以下のリストを最初から最後まで、一字一句変えずにそのまま繰り返してください。

━━ 処理対象データ ━━

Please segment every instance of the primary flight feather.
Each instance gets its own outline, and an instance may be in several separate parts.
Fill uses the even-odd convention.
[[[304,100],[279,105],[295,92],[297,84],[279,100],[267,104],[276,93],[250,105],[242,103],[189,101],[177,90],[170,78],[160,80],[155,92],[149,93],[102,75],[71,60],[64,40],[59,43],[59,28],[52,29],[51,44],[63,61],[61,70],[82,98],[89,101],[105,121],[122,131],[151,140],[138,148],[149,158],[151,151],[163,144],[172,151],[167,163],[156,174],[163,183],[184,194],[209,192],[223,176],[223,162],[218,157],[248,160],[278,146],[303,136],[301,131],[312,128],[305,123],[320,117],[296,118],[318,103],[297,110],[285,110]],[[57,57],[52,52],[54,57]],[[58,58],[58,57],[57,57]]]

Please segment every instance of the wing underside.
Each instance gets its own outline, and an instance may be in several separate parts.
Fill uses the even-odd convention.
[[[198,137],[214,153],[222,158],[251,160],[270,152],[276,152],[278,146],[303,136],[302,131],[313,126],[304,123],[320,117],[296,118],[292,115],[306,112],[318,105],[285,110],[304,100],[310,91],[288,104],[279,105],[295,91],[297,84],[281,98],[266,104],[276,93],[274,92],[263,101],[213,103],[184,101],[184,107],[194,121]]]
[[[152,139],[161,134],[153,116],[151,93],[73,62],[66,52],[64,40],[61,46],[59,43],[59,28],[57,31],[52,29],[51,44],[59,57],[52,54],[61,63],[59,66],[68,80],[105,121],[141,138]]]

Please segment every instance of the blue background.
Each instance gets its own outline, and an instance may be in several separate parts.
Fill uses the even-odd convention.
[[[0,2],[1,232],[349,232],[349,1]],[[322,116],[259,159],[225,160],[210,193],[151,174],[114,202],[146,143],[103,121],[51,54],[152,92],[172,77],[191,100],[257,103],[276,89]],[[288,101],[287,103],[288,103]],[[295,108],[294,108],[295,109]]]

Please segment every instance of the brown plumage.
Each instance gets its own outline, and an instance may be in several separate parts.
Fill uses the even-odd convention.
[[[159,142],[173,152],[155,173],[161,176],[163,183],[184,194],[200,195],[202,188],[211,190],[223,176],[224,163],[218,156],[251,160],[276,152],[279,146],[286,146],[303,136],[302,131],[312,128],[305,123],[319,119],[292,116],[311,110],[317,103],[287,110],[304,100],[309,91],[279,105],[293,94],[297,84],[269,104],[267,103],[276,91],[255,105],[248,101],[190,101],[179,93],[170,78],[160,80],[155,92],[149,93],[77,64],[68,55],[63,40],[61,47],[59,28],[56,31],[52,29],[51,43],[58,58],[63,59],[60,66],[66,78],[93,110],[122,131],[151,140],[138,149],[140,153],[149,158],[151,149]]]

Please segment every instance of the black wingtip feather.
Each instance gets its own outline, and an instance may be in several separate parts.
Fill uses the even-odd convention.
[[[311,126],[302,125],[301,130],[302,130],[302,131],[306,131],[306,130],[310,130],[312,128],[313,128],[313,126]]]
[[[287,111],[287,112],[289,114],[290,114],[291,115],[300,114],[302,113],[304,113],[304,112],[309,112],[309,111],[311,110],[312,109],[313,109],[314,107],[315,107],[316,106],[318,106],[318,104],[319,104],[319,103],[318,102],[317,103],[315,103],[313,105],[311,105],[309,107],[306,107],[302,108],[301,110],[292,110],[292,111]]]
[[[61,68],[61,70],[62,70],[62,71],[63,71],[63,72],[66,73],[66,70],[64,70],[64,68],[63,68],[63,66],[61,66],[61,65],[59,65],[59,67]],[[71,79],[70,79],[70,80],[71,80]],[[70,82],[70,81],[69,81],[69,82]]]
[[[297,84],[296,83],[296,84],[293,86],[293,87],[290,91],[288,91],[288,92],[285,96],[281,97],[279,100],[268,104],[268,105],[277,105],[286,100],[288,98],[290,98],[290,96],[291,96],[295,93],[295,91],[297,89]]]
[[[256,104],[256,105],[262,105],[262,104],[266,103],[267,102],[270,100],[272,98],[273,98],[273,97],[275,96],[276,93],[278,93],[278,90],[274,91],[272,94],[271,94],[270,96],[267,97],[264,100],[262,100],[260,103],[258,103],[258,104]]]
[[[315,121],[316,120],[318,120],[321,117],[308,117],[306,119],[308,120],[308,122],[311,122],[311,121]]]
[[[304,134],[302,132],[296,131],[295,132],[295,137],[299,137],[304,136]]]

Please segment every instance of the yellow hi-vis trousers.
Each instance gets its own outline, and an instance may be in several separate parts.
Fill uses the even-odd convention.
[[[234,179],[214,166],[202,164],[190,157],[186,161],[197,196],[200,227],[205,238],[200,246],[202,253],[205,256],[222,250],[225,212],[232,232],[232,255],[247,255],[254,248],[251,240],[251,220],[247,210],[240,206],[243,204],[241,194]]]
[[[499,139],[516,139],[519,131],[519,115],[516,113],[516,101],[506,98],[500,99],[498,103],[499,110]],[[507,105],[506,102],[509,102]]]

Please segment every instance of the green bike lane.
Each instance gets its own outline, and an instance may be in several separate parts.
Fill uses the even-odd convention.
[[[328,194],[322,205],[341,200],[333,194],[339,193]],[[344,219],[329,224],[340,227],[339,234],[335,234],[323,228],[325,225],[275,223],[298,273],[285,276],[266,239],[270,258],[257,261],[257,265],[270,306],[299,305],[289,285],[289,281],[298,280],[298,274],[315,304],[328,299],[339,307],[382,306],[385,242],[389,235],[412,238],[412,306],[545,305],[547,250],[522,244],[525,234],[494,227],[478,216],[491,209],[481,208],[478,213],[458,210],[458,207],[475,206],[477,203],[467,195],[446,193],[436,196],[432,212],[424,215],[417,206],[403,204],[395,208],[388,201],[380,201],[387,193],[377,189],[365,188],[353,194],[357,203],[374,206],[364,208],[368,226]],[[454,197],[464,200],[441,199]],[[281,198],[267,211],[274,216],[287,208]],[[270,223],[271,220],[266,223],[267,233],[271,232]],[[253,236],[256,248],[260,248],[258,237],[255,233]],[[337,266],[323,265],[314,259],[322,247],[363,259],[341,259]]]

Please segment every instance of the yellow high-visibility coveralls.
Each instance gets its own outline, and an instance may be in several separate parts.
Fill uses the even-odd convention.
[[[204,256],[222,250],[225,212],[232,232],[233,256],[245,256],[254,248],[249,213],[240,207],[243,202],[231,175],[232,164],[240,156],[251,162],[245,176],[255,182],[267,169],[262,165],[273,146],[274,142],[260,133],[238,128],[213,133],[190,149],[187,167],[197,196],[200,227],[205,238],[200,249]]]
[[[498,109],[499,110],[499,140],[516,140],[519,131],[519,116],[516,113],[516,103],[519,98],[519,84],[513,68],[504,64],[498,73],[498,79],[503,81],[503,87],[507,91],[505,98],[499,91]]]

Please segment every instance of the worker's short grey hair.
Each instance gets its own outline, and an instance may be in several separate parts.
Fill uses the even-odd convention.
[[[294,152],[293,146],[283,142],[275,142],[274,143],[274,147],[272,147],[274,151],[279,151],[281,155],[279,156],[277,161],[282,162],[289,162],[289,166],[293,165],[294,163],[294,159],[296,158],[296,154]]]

━━━

• **回答**:
Please segment every instance of the primary flight feather.
Each instance gets its own outline, and an instance may be in several separate parts.
Fill uses the even-odd convention.
[[[304,100],[279,105],[295,92],[297,84],[279,100],[267,104],[276,93],[250,105],[242,103],[189,101],[177,90],[170,78],[160,80],[155,92],[149,93],[102,75],[71,60],[64,40],[59,43],[59,28],[52,29],[51,44],[63,61],[61,70],[82,98],[89,101],[105,121],[122,131],[151,140],[138,148],[149,158],[151,151],[163,144],[172,151],[167,163],[156,174],[163,183],[184,194],[209,192],[223,176],[223,162],[218,157],[248,160],[278,146],[303,136],[301,131],[312,128],[305,123],[320,117],[296,118],[318,103],[297,110],[285,110]],[[57,57],[52,52],[54,57]],[[58,58],[58,57],[57,57]]]

Please segment every instance of the wing underside.
Each instance gets its own outline, and an instance may be in several separate parts.
Fill uses the even-odd convention.
[[[198,137],[214,153],[222,158],[251,160],[270,152],[276,152],[278,146],[303,136],[302,131],[313,126],[304,123],[320,117],[296,118],[292,115],[306,112],[318,105],[285,110],[304,100],[310,91],[288,104],[279,105],[295,91],[297,84],[281,98],[266,104],[276,93],[274,92],[263,101],[213,103],[184,101],[184,107],[194,121]]]
[[[152,139],[161,134],[153,116],[151,93],[73,62],[66,52],[64,40],[61,46],[59,43],[59,28],[57,31],[52,29],[51,44],[59,57],[52,54],[61,63],[59,66],[68,80],[105,121],[141,138]]]

Please segment every instance of the blue background.
Each instance gets its own outline, and an instance may be in several separate parts.
Fill uses the even-odd convention.
[[[0,2],[1,232],[349,232],[349,1]],[[322,116],[259,159],[225,160],[210,193],[151,174],[114,202],[146,143],[103,121],[51,54],[152,92],[172,77],[191,100],[257,103],[276,89]],[[288,101],[287,103],[288,103]],[[295,108],[294,108],[295,109]]]

Please segment every instance of the brown plumage.
Each instance gets its own outline, and an instance may be in several separate parts.
Fill uses the even-odd convention.
[[[159,142],[173,152],[155,173],[161,176],[163,183],[184,194],[200,195],[202,188],[211,190],[223,176],[224,163],[218,156],[251,160],[276,152],[279,146],[286,146],[303,136],[302,131],[312,128],[305,123],[319,119],[292,116],[311,110],[317,103],[287,110],[304,100],[309,91],[279,105],[293,94],[297,84],[269,104],[267,103],[276,91],[255,105],[248,101],[190,101],[179,93],[170,78],[160,80],[155,92],[149,93],[77,64],[68,55],[63,40],[61,47],[59,28],[56,31],[52,29],[51,43],[58,58],[63,59],[60,66],[66,78],[93,110],[122,131],[151,140],[138,149],[140,153],[149,158],[151,149]]]

Please segment every instance of the black wingtip feather.
Each instance gets its own outline, and an instance may be in several separate parts.
Fill uses the even-odd convention.
[[[311,126],[302,125],[301,130],[302,130],[302,131],[306,131],[306,130],[310,130],[312,128],[313,128],[313,126]]]
[[[287,111],[287,112],[289,114],[290,114],[291,115],[300,114],[302,113],[304,113],[304,112],[309,112],[309,111],[311,110],[312,109],[313,109],[314,107],[315,107],[316,106],[318,106],[318,104],[319,104],[319,103],[318,102],[317,103],[315,103],[313,105],[311,105],[309,107],[306,107],[302,108],[301,110],[292,110],[292,111]]]
[[[61,68],[61,70],[62,70],[62,71],[63,71],[63,72],[66,73],[66,70],[64,70],[64,68],[63,68],[63,66],[61,66],[61,65],[59,65],[59,67]],[[71,79],[70,79],[70,80],[71,80]],[[70,82],[70,81],[69,81],[69,82]]]
[[[297,84],[296,83],[296,84],[293,86],[293,87],[290,91],[288,91],[288,92],[285,96],[281,97],[279,100],[268,104],[268,105],[277,105],[286,100],[288,98],[290,98],[290,96],[291,96],[295,93],[295,91],[297,89]]]
[[[256,104],[256,105],[262,105],[262,104],[266,103],[267,102],[270,100],[272,98],[273,98],[273,97],[275,96],[276,93],[278,93],[278,90],[274,91],[272,94],[271,94],[270,96],[267,97],[264,100],[262,100],[260,103],[258,103],[258,104]]]
[[[315,121],[316,120],[318,120],[321,117],[308,117],[306,119],[308,120],[308,122],[311,122],[311,121]]]
[[[304,134],[302,132],[296,131],[295,132],[295,137],[299,137],[304,136]]]

Please segment every instance of the yellow hi-vis trousers.
Each instance gets its own outline, and an instance may be in several separate parts.
Fill uses the even-odd convention.
[[[234,179],[214,166],[202,164],[190,157],[186,161],[197,196],[200,227],[205,238],[200,246],[202,253],[205,256],[222,250],[225,212],[232,232],[232,255],[247,255],[254,248],[251,240],[251,220],[247,210],[240,206],[243,204],[241,194]]]
[[[499,139],[516,139],[519,131],[519,115],[516,113],[516,101],[506,98],[500,99],[498,103],[499,110]],[[507,105],[506,102],[509,102]]]

Please segment every instance of the green bike lane.
Each instance gets its own outline, and an instance may be in several separate parts.
Fill uses the even-odd convention.
[[[328,194],[322,205],[341,200],[333,194],[339,193]],[[344,219],[329,224],[340,227],[339,234],[335,234],[323,228],[325,225],[275,223],[298,273],[285,276],[266,239],[270,258],[257,261],[257,265],[270,306],[299,305],[289,285],[289,281],[298,280],[298,274],[315,304],[328,299],[339,307],[382,306],[385,242],[389,235],[412,238],[412,306],[545,305],[547,250],[522,244],[525,234],[494,227],[478,216],[491,209],[481,208],[478,213],[458,210],[458,207],[475,206],[477,203],[467,195],[446,193],[436,196],[432,212],[424,215],[417,206],[403,204],[395,208],[388,201],[380,201],[387,193],[377,189],[365,188],[353,194],[357,203],[374,206],[364,208],[368,226]],[[454,197],[464,200],[441,199]],[[281,198],[267,211],[274,216],[287,208]],[[270,223],[271,220],[266,223],[267,233],[271,232]],[[253,236],[256,248],[260,248],[258,237],[255,233]],[[337,266],[323,265],[314,259],[322,247],[363,259],[341,259]]]

Please segment every instance of the yellow high-visibility coveralls.
Each instance gets its own outline, and an instance may be in several separate parts.
Fill uses the even-odd convention.
[[[204,256],[222,250],[225,212],[232,232],[233,256],[245,256],[254,248],[249,213],[240,207],[243,202],[231,175],[232,164],[240,156],[251,162],[245,176],[255,182],[267,169],[262,165],[273,146],[274,142],[260,133],[238,128],[213,133],[190,149],[187,167],[197,196],[200,227],[205,238],[200,249]]]
[[[498,109],[499,110],[499,140],[516,140],[519,131],[519,116],[516,113],[516,103],[519,98],[519,84],[513,68],[504,64],[498,73],[498,79],[503,81],[503,87],[507,91],[505,98],[499,91]]]

Please segment every instance of the worker's short grey hair.
Each instance gets its own outline, and an instance may be in several separate parts.
Fill uses the even-odd convention.
[[[294,152],[293,146],[283,142],[275,142],[274,143],[274,147],[272,147],[274,151],[279,151],[281,155],[279,156],[277,161],[282,162],[289,162],[289,166],[293,165],[294,163],[294,159],[296,158],[296,154]]]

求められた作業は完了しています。